--- Input rows ---

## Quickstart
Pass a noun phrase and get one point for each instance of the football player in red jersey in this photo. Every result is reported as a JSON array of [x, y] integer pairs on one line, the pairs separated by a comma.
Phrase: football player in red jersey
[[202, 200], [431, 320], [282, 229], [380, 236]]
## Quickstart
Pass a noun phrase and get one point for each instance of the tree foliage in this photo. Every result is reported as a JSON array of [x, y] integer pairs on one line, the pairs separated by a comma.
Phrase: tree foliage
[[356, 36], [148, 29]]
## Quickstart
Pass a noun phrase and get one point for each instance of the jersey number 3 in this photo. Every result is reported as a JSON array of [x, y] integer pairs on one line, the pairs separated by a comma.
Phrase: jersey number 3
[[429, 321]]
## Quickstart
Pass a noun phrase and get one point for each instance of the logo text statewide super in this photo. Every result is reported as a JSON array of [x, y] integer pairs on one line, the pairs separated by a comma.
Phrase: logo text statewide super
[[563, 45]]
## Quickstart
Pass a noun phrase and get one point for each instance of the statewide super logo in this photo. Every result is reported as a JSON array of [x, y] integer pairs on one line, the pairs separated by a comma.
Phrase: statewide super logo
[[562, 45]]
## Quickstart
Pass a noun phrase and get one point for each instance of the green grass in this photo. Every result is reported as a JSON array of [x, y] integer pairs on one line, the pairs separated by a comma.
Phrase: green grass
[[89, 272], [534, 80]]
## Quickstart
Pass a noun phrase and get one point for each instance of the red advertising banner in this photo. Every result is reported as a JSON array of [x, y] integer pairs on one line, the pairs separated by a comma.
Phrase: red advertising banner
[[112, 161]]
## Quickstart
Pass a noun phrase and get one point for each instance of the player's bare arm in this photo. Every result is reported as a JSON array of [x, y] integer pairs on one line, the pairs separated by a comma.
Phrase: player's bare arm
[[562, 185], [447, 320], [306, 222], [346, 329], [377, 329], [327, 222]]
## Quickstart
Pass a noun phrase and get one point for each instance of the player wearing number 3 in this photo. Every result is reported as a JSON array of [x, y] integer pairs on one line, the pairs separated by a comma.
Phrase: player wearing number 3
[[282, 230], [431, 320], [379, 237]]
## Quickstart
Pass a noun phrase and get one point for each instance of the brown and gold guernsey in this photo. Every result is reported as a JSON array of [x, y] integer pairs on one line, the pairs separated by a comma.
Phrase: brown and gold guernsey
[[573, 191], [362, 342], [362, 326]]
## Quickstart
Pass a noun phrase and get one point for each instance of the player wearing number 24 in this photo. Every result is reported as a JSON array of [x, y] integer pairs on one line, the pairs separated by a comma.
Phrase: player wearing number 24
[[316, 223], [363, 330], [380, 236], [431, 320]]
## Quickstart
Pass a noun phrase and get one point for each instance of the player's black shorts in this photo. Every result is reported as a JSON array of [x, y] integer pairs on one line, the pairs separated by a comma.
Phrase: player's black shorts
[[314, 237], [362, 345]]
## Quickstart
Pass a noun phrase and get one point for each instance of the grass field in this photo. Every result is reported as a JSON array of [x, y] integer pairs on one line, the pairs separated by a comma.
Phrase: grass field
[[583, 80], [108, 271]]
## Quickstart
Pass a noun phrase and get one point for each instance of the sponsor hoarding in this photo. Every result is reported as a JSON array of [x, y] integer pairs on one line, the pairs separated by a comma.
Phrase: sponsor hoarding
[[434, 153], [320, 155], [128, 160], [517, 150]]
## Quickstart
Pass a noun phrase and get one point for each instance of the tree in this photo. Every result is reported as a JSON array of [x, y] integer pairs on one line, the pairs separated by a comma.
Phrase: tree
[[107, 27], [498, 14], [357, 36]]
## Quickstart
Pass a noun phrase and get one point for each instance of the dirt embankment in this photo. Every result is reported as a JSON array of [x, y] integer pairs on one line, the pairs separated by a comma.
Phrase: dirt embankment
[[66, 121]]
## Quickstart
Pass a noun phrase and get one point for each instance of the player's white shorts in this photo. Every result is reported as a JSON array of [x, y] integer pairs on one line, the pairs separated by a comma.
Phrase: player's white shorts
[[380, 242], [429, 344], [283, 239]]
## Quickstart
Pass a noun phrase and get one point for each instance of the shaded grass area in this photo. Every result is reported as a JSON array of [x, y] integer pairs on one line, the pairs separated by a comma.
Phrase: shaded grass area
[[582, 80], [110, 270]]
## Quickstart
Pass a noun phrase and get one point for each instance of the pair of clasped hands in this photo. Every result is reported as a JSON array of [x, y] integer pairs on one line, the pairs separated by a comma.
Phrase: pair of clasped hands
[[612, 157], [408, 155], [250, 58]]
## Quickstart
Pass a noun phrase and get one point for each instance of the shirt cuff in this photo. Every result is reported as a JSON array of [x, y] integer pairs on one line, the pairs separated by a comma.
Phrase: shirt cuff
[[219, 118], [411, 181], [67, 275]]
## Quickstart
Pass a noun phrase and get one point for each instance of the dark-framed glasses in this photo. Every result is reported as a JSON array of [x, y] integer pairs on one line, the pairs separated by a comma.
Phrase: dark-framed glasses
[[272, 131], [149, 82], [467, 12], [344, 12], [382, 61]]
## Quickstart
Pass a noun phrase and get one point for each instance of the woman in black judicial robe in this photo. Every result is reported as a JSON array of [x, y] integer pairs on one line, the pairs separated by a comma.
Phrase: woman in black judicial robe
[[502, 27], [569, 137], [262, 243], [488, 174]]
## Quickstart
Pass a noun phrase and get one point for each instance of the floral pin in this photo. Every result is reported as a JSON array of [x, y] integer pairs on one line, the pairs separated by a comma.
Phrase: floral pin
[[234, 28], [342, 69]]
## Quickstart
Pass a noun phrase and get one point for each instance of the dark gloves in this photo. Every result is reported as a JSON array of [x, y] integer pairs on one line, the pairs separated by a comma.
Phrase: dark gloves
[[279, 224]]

---

The task: Rewrite the stretch of entries from the start of the entries through the line containing "[[562, 45]]", requests included. Multiply every coordinate in the answers by 0.2 and round each result to a whole number, with halves rounded up.

Solution for this task:
## Quickstart
Pass a noun phrase and get one point for each instance of the football player in red jersey in this photo. Every result is reported as a JSON array of [x, y] integer pairs on one line, the pairs separated by a comma.
Phrase: football player in red jersey
[[40, 40], [86, 64], [56, 46], [76, 47]]
## Quickstart
Pass a noun phrase and get one point for each instance of the tree foliage in this photo. Every result is reported as a JSON array of [x, y] integer pairs on one line, the pairs separated by a comma.
Phrase: tree foliage
[[71, 7], [30, 6]]
## Quickstart
Pass a noun phrase and get one point for each instance of the jersey number 3 in this photo. Every result is reported as a JSON array of [x, y] integer pairs on one line, the pairs separated by a comma.
Phrase: jersey number 3
[[86, 64]]
## Quickstart
Pass a noun phrase and get one point for each instance of the logo text statewide super in this photo. Every result is reported as a JSON array of [x, y] integer pairs on one line, the pairs separated by a comma.
Phrase: logo text statewide super
[[113, 9]]
## Quickstart
Pass a noun phrase and get one point for each instance of the statewide super logo in this photo. Every result is reported as a JSON array of [x, y] integer pairs on one line, the pairs separated by a comma.
Phrase: statewide super logo
[[112, 9]]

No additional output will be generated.